◆ What to do
The records below must be retyped exactly.

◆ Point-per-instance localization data
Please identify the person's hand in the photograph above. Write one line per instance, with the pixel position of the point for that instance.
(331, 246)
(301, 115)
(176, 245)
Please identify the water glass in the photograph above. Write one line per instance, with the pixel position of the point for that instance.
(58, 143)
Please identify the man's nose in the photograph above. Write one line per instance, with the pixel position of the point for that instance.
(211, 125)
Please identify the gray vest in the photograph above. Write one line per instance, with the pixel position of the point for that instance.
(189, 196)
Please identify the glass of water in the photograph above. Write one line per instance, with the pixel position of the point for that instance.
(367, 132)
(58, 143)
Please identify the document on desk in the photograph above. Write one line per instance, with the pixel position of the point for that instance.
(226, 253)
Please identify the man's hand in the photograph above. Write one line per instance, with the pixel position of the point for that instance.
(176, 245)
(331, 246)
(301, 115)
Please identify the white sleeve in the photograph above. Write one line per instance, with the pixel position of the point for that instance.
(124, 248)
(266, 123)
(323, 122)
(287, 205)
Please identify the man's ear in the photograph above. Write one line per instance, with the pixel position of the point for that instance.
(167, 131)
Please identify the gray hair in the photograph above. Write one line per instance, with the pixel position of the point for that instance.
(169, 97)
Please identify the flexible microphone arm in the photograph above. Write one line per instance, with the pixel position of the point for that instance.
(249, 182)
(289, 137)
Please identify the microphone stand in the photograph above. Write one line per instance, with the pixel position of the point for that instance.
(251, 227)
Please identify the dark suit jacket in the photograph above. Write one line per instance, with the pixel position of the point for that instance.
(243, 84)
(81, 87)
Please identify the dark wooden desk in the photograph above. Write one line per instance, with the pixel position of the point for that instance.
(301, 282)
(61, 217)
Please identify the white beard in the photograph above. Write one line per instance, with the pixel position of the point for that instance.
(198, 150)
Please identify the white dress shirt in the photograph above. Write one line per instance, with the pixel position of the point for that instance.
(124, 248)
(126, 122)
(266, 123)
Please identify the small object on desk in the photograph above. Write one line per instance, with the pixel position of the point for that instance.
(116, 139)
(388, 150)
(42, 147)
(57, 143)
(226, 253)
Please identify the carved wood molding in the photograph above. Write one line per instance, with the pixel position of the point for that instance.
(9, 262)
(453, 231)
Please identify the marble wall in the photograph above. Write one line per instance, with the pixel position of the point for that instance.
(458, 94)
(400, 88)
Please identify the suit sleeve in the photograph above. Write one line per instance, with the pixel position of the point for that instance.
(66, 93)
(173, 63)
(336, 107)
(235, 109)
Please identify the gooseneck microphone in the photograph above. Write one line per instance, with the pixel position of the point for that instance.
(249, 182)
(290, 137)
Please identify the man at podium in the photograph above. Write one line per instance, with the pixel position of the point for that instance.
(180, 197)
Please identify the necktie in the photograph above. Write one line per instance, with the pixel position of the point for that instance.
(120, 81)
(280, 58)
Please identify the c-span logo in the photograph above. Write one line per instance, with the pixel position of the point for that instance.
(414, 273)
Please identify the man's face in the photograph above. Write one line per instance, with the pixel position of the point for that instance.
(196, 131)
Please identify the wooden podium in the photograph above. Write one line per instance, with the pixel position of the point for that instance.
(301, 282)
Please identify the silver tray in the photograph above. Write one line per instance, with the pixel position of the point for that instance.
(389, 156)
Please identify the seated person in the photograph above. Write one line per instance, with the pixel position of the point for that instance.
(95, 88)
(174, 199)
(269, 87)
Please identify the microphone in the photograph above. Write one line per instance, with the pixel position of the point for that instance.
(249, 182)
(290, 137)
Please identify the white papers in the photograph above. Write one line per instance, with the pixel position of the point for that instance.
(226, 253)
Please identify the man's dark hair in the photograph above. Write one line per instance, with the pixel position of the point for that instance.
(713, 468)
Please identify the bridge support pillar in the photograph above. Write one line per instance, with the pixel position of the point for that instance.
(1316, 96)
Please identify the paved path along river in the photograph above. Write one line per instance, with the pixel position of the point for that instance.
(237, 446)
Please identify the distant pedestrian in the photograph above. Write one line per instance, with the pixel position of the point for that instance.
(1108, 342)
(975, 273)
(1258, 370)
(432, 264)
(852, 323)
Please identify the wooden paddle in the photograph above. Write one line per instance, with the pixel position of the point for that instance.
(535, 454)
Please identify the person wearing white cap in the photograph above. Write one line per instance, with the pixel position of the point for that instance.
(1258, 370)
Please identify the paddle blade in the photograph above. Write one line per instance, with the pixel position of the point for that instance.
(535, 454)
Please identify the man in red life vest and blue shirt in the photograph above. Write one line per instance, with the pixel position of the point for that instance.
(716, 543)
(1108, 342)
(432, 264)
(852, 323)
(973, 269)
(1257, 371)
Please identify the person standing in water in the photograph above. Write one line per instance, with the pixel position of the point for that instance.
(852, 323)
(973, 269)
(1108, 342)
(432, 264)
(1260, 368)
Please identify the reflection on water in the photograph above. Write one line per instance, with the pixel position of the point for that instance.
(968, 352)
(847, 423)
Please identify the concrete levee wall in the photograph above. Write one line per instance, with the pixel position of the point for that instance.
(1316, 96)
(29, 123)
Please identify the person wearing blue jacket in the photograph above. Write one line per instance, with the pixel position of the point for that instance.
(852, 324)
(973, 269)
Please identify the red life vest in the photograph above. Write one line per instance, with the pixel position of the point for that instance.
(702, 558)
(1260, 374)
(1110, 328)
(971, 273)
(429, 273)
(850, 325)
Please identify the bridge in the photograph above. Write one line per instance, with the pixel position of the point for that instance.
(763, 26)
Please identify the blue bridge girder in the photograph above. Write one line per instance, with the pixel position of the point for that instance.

◆ Result of this task
Please identify the person's hand in the photograph above. Write one line per instance, with the pixel position of the point for that instance.
(331, 246)
(301, 115)
(176, 245)
Please identify the water glass in the photograph above. Write one line per instance, with the pixel position of the point for that instance.
(58, 143)
Please identify the man's nose in the photograph above. Write one line per instance, with the pixel position of the point for that instance.
(211, 125)
Please identify the gray vest in the photograph above. Write one line per instance, with the pixel position of the point for that instance.
(189, 196)
Please identify the glass of water in the photograph above. Write one line per instance, with the pixel position of the point for that instance.
(367, 132)
(58, 143)
Please identify the document on desk in the photograph above. Write one line per instance, with the pixel position of the point for that instance.
(226, 253)
Please identify the man's hand in the photograph above. Write one line per instance, with the pixel position of the point for that instance.
(176, 245)
(331, 246)
(301, 115)
Please identify the white sleeve in the photograph above. Write one line per instance, with the pixel position of the point for that instance.
(124, 248)
(266, 123)
(323, 122)
(287, 205)
Please identify the man's ear in the photograph above. Write one line per instance, with the pixel position of the point for that instance.
(167, 131)
Please identify the gray hair in the photograph above. Write one line per instance, with the pixel position of the point for that instance.
(169, 97)
Please identify the flexible microphone arm in the photograph above. Write one line per instance, with the pixel position of the point for that instance.
(249, 182)
(289, 137)
Please identify the microphone stand in the photograph above. Write one line per instance, with the pixel position of the point for that instance.
(251, 227)
Please identify the dark suit jacket in the photograph above. Write one line per instance, with the pixel position of the point for that instance.
(243, 84)
(81, 87)
Please identify the dark wooden desk in the photograph above. Write one line per instance, with the pixel position of the point for that instance.
(301, 282)
(61, 217)
Please identify the white beard in the photograph above. Write one line per instance, with the pixel position of the point for that instance.
(198, 150)
Please identify the white dress shirt in the photograph above. Write one line per instance, with the pixel position of the point for that instance.
(124, 248)
(126, 122)
(266, 123)
Please identify the small object on desk in the photograph above. Write one line per instance, with the pixel position of the point for that instance.
(116, 139)
(388, 150)
(42, 147)
(57, 143)
(226, 253)
Please identify the carved wood molding in the photograph above. Write one line per instance, with the pixel position of the point for that instance.
(9, 262)
(453, 231)
Please identify the marble wall in the photograph above. Write one line per instance, with the pixel position of the point for that instance.
(458, 94)
(400, 88)
Please identify the suit sleeve in the photograph above. Write one line per instance, with the pixel position of the point for that instance.
(66, 93)
(173, 63)
(336, 107)
(235, 109)
Please identify the gooseneck microphone in the photograph above. Write one line per instance, with the pixel position of the point for that instance.
(249, 182)
(290, 137)
Please identify the man at podium in the photograph above. Write one line per instance, with the pixel position of the point for that instance.
(180, 197)
Please identify the necktie in the photograph above. Write one line per instance, with the pixel position of the point for that instance.
(120, 81)
(280, 58)
Please identify the c-span logo in the photograph above. Write one line per instance, with the pixel position of the point for that instance.
(414, 273)
Please identify the man's face in the photograph above. Write one line per instance, with the pixel position of the point for that instance.
(196, 131)
Please identify the wooden podium in the photograph above. Write one line per instance, with the pixel position of the point for that instance.
(301, 282)
Please identify the silver tray in the photograph above. Write one line per instance, with the pixel position of the point for that instance.
(389, 156)
Please identify the seated person in the photograph above. Write one line per instance, with the pixel position of the point for that instance.
(95, 88)
(174, 199)
(269, 87)
Please identify the microphone in the photograph above. Write one line per instance, with the pixel position of the point for that instance.
(249, 182)
(290, 137)
Please identify the white papers in the photograph above. Write one line per instance, with the pixel position of the point for that instance.
(226, 253)
Please identify the man's dark hair in the photograph above. Write one line per instance, with the pixel position of the point for that instance.
(713, 468)
Please identify the bridge support pillar in the photograph above. Write one line per instance, with the pixel position of the point for that instance.
(1316, 96)
Please identify the paved path along river in the photograph above. Write one line per instance, with the pixel position of the point for that instance.
(237, 446)
Please identify the distant pedestrian in the photograph above. Write one line per instance, with the pixel position of the point for that instance.
(1108, 342)
(975, 273)
(1258, 370)
(432, 264)
(852, 323)
Please identify the wooden paddle in the photograph above. Write one line per instance, with the pixel position of the point for that instance.
(535, 454)
Please identify the person wearing white cap in the photograph above. Write one line per instance, with the pixel position of the point for that instance.
(1258, 370)
Please identify the paddle blade in the photograph above. Write one line per instance, with the pixel position of the point for that instance.
(535, 454)
Please identify the man in red life vest and blue shirt in the photograph above. Write one line per instance, with the pixel position of the point for that instance.
(716, 543)
(1108, 342)
(432, 264)
(852, 323)
(973, 269)
(1257, 371)
Please identify the person standing in water in the photograph above. Write one line per instance, with the pixel position of the point for that instance.
(852, 323)
(973, 269)
(1108, 342)
(432, 264)
(1260, 368)
Please identify the reflection on water in the photograph above. Write one line per instance, with the pixel position of the point for that instance.
(968, 352)
(847, 423)
Please identify the concrete levee wall in the photograph above. Write one line per instance, with the pixel position of the point for that instance.
(1316, 96)
(29, 123)
Please identify the person wearing blue jacket in the photograph above. Write one line per instance, with the pixel position of the point for that instance.
(852, 324)
(973, 269)
Please identify the red life vest in the photograph above. Write one line per instance, with the pixel position of the point for that instance.
(702, 558)
(1260, 374)
(1110, 328)
(971, 273)
(429, 273)
(850, 325)
Please identify the bridge in the photograph above. Write one line per instance, with the pixel position of the point for that instance.
(763, 26)
Please identify the blue bridge girder in the photograph above. Write one line per instance, with the pixel position of the point for that instance.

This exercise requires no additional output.